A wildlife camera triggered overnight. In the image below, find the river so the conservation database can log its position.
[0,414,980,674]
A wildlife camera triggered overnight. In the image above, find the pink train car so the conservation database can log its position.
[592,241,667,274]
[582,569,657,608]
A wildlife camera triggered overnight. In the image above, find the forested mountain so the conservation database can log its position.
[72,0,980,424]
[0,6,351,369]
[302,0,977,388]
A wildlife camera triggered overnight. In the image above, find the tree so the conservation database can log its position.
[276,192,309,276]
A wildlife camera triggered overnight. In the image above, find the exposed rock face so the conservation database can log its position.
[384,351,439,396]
****************
» **To be done**:
Report every line of the records that contains the string "find", treating uppercase and lowercase as different.

» **Task solution**:
A wildlife camera triggered overnight. In the image below, find the river so the conservation database can log its position.
A wildlife camera triggered overnight. In the image above, find the pink train car so the conservation database can log its position.
A wildlife camera triggered overnight. In the image above, find the forested mountain so the conservation database can log its position.
A wildlife camera triggered overnight. In the image above, find the tree so the conservation database can log its position.
A wildlife camera triggered overnight. In the image above, find the exposed rock face so the conservation database can log its position.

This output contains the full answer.